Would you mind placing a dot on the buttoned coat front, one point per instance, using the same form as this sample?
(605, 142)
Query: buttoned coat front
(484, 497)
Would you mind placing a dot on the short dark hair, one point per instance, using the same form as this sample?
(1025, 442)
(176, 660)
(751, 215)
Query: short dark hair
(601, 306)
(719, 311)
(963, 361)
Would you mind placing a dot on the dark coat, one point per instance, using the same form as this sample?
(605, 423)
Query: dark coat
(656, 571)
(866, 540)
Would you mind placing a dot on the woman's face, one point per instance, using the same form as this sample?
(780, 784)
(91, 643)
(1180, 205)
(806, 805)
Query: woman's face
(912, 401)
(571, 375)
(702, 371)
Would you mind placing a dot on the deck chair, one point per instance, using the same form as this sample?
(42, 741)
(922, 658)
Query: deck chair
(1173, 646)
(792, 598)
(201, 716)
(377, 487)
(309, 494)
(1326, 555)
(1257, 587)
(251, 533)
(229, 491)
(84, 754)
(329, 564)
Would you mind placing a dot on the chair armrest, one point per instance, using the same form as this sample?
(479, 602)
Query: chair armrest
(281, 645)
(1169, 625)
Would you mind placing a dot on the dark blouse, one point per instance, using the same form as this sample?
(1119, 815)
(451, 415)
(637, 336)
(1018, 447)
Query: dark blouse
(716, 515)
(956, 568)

- - - - -

Update the rows above by changing each "deck chair" to "lounge chair", and write out all the rows again with nothing else altered.

Would you mind placing a dot on the buttoned coat front, one point per instance, using the same form as this sample?
(605, 142)
Query: buttoned coat front
(484, 497)
Would you mind placing a dot on the short dark hair, one point per instance, using the same form as this sample?
(1025, 442)
(176, 660)
(751, 215)
Query: short dark hair
(601, 306)
(719, 311)
(963, 361)
Would you mind placing a dot on the dark coat, one point per instance, using the same form as this sample?
(605, 423)
Query: dark coat
(656, 571)
(866, 540)
Would you mind placing a dot on the woman's face, one point per instance, using the same form as this sample?
(780, 784)
(91, 643)
(1180, 205)
(806, 805)
Query: woman's face
(912, 401)
(571, 375)
(702, 371)
Would you mind placing a dot on the lounge chair, one point per instance, using the same form as this sample?
(42, 741)
(922, 658)
Query: lounge chair
(1173, 646)
(792, 598)
(201, 716)
(377, 487)
(309, 494)
(1326, 555)
(1257, 587)
(251, 533)
(229, 491)
(84, 754)
(329, 564)
Would you mind placing a dot on the chair armrest, one point per instance, using the same form as this sample?
(479, 602)
Query: chair armrest
(281, 645)
(1169, 625)
Would you mind placing a dot on the dark blouse, one point per instance, using the same form as this sample?
(1119, 815)
(451, 415)
(637, 336)
(1018, 447)
Query: dark blouse
(716, 515)
(956, 568)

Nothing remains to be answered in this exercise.